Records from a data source
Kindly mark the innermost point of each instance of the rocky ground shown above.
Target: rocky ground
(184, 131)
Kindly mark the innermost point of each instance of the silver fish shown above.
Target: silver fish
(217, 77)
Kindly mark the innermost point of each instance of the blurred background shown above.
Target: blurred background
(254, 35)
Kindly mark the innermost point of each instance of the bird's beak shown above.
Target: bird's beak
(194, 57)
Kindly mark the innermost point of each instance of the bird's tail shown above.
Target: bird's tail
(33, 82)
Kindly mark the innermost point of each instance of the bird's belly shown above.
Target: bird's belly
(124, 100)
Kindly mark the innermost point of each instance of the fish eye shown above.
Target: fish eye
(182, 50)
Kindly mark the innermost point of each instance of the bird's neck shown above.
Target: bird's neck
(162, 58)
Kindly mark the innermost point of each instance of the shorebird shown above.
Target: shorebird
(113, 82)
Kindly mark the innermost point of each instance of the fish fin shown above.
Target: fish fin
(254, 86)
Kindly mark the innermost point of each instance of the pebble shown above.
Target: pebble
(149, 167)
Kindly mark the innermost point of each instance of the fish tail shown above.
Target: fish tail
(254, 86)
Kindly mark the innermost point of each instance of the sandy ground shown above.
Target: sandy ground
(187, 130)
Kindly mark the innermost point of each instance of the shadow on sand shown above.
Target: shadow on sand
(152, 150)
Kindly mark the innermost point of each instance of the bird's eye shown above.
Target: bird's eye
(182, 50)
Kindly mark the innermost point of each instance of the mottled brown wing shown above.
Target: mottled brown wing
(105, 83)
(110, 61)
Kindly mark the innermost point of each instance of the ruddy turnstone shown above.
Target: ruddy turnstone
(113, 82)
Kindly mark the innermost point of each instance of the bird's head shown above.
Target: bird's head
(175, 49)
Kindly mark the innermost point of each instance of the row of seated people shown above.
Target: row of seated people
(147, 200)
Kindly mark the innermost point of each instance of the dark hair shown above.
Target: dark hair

● Exercise goal
Every record above must appear again in the answer, unchanged.

● Result
Kindly mark the innermost point of each instance of the rocky ground shown above.
Target: rocky ground
(184, 131)
Kindly mark the innermost point of each instance of the silver fish shown above.
Target: silver fish
(217, 77)
Kindly mark the innermost point of each instance of the blurred background shown above.
Target: blurred background
(254, 35)
Kindly mark the innermost point of each instance of the bird's beak shown above.
Target: bird's beak
(194, 57)
Kindly mark the innermost point of each instance of the bird's tail shown above.
Target: bird's tail
(33, 82)
Kindly mark the innermost point of each instance of the bird's belly shown above.
Target: bird's belly
(124, 100)
Kindly mark the innermost point of each instance of the fish eye shown above.
Target: fish eye
(182, 50)
Kindly mark the innermost point of each instance of the bird's neck shown above.
Target: bird's neck
(162, 58)
Kindly mark the innermost point of each instance of the shorebird shown above.
Target: shorebird
(113, 82)
Kindly mark the innermost point of each instance of the fish fin shown above.
Target: fish fin
(254, 86)
Kindly mark the innermost point of each instance of the pebble shown above.
Target: pebble
(149, 167)
Kindly mark the innermost point of each instance of the fish tail shown above.
Target: fish tail
(254, 86)
Kindly mark the innermost point of each instance of the sandy ground shown above.
Target: sandy ground
(187, 130)
Kindly mark the innermost point of each instance of the shadow on sand shown above.
Target: shadow on sand
(152, 150)
Kindly mark the innermost point of each instance of the bird's eye shown above.
Target: bird's eye
(182, 50)
Kindly mark the innermost point of each instance of the mottled brown wing shown above.
Target: mottled brown wing
(105, 83)
(110, 61)
Kindly mark the innermost point of each instance of the ruddy turnstone shown above.
Target: ruddy turnstone
(113, 82)
Kindly mark the innermost point of each instance of the bird's head shown above.
Target: bird's head
(175, 49)
Kindly mark the innermost point of each instance of the row of seated people shown above.
Target: row of seated people
(147, 200)
Kindly mark the innermost point of each instance of the dark hair shown above.
Target: dark hair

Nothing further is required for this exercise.